WHAT YOU NEED TO DO
1) In the article on U.S. military options for North Korea, reproduce the passage starting at "The Congressional Research" and ending at "Korean nuclear threat.".
2) According to the article on U.S. military options for North Korea, which body produced the report?

U.S. Congress report details 7 military reactions to NorthA new U.S. congressional report identified seven military options the United States could undertake to manage the threat of North Korea’s nuclear and missile weapons program, which range from doing nothing to withdrawal of U.S. forces from Korea.
The Congressional Research Service (CRS) report, “The North Korean Nuclear Challenge: Military Options and Issues for Congress,” was submitted to U.S. lawmakers Friday and outlines the implications and risks of employing the U.S. military to get rid of the North Korean nuclear threat.
It identifies the seven possible options: maintaining the military status quo; enhanced containment and deterrence; denying North Korea acquisition of delivery systems capable of threatening the United States; eliminating ICBM facilities and launch pads; eliminating North Korean nuclear facilities; a forced regime change; and withdrawing U.S. military forces entirely from Korea.
U.S. President Donald Trump has emphasized “all options are on the table,” which includes the use of military force, but rarely discusses specifics. His cabinet secretaries emphasize they want a diplomatic solution.

PROVIDED DATA
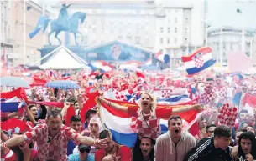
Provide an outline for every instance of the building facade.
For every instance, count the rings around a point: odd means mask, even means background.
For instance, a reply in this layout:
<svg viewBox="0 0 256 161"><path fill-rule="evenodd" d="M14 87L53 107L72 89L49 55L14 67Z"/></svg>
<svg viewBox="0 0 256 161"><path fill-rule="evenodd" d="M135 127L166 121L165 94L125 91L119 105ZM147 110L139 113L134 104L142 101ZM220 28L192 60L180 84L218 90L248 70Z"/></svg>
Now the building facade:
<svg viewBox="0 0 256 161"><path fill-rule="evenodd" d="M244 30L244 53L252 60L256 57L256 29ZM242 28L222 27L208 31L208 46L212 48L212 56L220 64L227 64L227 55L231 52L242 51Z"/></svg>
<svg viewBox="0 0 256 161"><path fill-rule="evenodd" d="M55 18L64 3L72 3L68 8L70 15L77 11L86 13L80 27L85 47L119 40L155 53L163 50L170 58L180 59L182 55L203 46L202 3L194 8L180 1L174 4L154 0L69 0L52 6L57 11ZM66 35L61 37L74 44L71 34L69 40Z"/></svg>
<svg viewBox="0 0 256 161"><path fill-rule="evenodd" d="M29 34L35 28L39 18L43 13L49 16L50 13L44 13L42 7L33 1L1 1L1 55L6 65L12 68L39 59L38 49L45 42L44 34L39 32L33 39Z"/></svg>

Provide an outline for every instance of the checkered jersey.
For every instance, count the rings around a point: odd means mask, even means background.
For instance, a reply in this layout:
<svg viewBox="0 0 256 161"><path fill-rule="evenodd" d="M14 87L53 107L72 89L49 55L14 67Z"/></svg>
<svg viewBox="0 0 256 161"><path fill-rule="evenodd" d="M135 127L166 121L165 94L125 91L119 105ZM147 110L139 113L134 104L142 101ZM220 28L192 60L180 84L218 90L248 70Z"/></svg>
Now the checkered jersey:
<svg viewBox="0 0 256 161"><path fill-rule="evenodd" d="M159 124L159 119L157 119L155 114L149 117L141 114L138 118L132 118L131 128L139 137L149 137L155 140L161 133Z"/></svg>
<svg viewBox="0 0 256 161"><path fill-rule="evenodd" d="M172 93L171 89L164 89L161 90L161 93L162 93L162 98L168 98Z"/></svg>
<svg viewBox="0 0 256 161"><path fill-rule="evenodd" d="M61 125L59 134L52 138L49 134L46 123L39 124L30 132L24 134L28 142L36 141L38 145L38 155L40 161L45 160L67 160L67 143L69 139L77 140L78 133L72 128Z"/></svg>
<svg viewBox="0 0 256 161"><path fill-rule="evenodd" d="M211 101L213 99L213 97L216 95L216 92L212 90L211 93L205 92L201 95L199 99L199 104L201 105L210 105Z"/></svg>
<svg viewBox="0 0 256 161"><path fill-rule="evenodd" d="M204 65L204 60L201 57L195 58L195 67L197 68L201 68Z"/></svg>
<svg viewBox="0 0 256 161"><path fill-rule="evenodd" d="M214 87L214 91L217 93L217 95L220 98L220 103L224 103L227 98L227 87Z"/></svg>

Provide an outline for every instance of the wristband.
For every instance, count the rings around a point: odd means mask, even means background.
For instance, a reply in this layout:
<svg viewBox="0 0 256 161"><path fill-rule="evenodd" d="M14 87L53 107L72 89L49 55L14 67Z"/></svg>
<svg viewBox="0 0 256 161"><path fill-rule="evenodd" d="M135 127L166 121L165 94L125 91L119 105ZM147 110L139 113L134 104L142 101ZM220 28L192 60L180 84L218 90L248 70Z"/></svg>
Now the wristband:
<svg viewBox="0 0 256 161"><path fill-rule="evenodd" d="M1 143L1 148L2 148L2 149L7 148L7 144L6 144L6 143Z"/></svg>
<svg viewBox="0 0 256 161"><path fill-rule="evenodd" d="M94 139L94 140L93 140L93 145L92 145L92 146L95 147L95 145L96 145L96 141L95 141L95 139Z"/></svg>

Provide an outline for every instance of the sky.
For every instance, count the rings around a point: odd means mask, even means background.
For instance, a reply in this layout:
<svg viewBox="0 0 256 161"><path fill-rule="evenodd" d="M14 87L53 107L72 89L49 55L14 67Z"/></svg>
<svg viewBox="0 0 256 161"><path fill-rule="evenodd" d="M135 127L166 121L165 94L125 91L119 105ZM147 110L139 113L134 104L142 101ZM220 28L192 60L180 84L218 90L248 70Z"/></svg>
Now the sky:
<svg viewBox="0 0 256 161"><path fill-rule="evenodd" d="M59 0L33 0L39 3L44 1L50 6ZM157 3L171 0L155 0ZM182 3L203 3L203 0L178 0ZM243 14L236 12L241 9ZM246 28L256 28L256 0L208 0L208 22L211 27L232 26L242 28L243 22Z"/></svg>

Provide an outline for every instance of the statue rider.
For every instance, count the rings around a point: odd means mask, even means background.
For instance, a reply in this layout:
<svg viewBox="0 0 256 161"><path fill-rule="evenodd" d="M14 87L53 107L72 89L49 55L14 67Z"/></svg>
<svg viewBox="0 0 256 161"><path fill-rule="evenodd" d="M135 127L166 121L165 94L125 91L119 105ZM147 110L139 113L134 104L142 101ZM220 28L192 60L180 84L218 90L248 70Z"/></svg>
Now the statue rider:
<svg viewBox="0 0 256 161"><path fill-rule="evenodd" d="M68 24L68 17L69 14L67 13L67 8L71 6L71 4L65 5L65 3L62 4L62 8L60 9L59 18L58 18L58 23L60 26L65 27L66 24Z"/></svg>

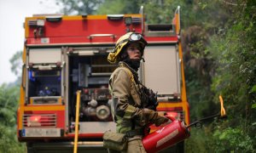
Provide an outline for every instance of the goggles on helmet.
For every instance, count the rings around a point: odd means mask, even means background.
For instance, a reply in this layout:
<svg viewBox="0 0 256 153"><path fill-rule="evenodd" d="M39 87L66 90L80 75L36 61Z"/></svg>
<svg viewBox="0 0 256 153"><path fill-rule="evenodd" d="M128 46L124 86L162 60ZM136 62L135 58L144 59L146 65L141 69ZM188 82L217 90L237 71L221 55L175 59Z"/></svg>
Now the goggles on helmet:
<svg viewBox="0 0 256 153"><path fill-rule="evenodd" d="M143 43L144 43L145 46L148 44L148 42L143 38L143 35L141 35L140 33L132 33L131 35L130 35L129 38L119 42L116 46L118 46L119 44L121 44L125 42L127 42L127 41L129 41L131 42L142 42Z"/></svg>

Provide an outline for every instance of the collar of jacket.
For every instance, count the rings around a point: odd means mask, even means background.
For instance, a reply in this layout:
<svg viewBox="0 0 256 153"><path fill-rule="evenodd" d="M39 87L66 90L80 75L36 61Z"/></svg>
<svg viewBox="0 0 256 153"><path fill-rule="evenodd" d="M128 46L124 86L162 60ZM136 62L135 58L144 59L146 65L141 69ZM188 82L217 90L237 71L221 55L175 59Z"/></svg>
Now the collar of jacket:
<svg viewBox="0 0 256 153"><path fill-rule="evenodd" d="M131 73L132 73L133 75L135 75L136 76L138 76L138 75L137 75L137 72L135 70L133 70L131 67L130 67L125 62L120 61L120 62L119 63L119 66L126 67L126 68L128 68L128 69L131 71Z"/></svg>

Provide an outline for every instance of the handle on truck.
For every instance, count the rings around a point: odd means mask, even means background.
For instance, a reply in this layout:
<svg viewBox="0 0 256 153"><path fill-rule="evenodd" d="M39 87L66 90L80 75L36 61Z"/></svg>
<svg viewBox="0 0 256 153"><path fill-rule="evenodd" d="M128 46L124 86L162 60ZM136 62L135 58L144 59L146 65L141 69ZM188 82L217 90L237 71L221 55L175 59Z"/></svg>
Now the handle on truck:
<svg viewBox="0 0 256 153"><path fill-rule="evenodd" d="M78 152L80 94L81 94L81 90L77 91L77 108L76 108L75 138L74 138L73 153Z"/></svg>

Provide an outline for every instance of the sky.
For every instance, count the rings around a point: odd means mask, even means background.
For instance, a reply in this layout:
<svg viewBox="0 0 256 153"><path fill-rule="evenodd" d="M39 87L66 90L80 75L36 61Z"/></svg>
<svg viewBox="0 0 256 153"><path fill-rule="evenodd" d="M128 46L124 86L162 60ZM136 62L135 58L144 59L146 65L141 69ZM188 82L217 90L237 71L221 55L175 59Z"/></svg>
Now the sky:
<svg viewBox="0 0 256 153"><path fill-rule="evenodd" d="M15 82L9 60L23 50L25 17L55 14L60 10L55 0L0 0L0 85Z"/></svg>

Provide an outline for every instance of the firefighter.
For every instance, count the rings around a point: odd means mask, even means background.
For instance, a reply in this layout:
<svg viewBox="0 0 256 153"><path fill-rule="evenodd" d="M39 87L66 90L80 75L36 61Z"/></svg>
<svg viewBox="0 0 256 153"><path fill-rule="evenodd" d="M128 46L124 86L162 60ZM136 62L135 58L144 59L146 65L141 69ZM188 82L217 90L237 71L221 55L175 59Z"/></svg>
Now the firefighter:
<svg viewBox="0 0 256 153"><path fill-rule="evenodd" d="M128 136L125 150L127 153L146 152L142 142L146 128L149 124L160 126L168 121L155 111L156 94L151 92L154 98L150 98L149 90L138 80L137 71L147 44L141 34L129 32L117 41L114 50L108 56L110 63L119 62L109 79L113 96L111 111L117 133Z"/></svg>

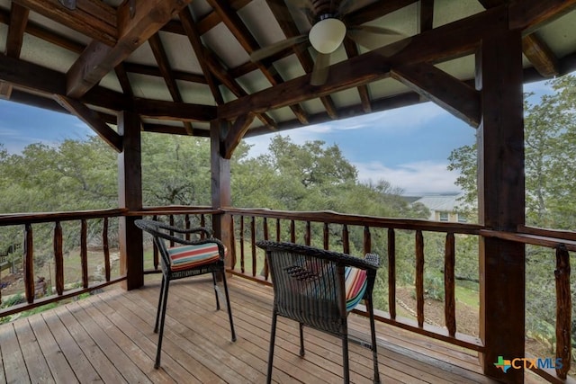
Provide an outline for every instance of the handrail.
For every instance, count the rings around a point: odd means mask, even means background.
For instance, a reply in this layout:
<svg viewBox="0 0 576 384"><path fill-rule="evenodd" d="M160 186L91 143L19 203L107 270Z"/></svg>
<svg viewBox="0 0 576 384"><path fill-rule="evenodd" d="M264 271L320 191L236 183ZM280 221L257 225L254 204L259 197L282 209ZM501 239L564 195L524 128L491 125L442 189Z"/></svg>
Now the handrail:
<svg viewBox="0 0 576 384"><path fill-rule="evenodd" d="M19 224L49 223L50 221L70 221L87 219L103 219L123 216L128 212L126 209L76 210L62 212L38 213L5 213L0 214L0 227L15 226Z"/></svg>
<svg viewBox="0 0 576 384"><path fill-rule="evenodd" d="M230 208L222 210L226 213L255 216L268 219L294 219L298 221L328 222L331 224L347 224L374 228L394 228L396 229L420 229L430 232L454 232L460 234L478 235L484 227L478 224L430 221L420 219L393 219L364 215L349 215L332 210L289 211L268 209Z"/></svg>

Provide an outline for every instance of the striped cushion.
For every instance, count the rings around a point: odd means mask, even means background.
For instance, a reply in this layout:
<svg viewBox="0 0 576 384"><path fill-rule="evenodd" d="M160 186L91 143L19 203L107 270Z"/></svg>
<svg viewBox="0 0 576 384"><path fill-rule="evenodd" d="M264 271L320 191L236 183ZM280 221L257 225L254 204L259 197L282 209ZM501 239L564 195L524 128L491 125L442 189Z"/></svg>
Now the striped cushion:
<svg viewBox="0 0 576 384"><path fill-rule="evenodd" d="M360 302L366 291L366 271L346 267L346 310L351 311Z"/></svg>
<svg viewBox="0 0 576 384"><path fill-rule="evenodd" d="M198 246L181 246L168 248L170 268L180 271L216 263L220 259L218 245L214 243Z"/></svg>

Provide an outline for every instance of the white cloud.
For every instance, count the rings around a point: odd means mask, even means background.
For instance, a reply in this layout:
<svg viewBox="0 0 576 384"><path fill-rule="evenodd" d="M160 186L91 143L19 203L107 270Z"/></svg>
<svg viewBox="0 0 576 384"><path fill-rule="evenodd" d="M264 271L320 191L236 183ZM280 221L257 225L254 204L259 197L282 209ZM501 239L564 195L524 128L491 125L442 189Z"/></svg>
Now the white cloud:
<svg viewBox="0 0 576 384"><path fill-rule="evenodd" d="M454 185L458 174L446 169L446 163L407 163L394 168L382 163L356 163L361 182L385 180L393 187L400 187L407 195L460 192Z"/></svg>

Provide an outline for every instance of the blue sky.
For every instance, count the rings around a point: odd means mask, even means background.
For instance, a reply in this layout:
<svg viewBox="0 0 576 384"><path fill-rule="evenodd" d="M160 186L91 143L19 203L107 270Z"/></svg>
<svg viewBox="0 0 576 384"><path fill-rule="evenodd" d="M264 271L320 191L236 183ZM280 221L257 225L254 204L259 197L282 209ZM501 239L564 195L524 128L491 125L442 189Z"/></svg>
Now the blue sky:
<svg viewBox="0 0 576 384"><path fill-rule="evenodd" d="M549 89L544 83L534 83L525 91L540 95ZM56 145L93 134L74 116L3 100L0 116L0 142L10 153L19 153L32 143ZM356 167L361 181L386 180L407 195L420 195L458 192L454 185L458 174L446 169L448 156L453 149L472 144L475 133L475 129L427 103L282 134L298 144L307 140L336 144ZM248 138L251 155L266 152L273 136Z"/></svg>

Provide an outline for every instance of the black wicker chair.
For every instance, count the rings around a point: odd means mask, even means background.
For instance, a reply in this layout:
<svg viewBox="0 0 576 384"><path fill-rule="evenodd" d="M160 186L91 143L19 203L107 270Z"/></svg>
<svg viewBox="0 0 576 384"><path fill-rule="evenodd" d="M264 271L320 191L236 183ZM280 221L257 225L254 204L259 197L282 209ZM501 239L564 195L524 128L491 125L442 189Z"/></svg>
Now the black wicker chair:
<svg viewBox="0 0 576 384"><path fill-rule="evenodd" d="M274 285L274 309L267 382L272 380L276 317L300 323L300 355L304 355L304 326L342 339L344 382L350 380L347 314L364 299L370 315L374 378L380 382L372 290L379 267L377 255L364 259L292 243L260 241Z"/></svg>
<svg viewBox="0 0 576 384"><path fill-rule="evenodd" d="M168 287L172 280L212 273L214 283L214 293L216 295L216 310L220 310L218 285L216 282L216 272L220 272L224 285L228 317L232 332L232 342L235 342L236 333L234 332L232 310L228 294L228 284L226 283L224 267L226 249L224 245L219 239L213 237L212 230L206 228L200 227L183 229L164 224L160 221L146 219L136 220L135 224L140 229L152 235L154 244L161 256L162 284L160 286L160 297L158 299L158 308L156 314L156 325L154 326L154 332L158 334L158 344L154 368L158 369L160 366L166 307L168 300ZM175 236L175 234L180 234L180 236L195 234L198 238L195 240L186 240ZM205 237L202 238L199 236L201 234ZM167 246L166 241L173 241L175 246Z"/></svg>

SOLUTIONS TO EACH TASK
1)
The Congressional Research Service (CRS) report, “The North Korean Nuclear Challenge: Military Options and Issues for Congress,” was submitted to U.S. lawmakers Friday and outlines the implications and risks of employing the U.S. military to get rid of the North Korean nuclear threat.

2) The Congressional Research Service (CRS).